Materials provided:
------------------------
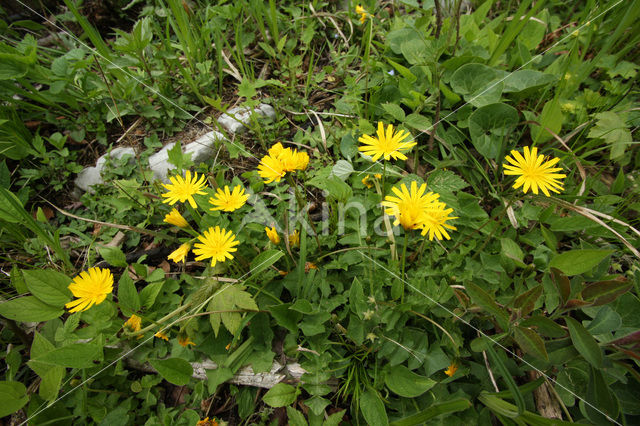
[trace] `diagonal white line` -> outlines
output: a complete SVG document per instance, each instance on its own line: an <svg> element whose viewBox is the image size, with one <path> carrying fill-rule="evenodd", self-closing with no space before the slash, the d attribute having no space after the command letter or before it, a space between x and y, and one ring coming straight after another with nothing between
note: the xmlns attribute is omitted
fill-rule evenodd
------------------------
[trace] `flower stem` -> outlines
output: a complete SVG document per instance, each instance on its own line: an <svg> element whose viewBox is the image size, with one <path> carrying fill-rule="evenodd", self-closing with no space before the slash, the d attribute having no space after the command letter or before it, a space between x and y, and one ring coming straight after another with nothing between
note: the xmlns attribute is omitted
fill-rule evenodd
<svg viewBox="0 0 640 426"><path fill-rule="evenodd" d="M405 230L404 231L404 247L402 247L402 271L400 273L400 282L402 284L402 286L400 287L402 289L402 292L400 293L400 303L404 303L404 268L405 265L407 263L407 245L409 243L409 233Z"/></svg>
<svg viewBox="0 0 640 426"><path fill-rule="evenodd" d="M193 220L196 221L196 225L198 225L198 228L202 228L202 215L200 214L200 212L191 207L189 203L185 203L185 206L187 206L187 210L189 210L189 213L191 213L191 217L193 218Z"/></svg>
------------------------
Task item: Please return each line of the data above in which the word "trace" occurs.

Problem solution:
[trace] `diagonal white line` -> outlines
[trace] `flower stem` -> outlines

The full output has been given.